◆ **SHORT TASK**
How many lines in the listing below contain the word "sandy"? Give only the number.

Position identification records

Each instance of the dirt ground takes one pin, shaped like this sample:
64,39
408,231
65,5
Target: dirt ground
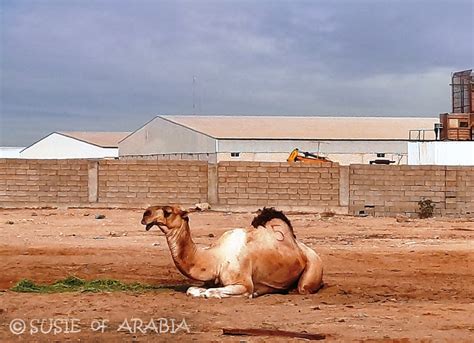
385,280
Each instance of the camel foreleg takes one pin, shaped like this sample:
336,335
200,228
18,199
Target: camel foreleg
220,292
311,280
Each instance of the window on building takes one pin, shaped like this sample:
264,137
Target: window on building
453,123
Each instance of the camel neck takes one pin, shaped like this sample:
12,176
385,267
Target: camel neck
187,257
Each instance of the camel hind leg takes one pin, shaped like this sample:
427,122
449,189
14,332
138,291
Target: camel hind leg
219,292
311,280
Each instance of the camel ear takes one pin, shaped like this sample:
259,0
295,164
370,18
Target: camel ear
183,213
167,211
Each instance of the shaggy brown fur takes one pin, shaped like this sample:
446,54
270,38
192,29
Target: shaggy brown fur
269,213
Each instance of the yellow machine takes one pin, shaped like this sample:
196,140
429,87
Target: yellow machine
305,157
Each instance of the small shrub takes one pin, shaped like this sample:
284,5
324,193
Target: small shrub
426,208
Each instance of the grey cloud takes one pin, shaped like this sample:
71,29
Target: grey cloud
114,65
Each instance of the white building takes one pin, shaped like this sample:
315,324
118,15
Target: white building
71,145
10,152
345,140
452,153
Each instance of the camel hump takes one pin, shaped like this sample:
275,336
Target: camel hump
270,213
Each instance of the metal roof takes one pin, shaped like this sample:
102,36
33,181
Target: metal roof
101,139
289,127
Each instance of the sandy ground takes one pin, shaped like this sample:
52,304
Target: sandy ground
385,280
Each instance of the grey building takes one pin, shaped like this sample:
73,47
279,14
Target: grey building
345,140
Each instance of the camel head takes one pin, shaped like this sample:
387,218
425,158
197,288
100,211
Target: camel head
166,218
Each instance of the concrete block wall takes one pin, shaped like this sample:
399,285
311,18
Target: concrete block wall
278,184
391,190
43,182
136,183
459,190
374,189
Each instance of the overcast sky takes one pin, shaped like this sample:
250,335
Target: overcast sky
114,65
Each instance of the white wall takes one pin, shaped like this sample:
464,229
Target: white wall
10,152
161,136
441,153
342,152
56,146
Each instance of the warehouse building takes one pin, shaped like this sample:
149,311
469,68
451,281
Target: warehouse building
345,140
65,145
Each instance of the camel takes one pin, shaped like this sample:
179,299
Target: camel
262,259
...
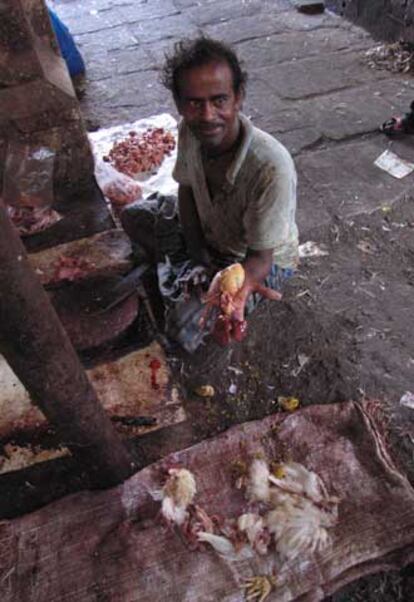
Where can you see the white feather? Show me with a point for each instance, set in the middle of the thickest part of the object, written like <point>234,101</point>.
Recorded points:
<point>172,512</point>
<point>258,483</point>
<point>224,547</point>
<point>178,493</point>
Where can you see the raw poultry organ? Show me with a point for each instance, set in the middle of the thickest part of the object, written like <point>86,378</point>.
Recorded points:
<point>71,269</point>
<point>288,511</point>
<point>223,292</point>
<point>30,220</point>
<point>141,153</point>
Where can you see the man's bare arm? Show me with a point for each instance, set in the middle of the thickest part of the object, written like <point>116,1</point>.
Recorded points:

◆ **THE SOLUTION**
2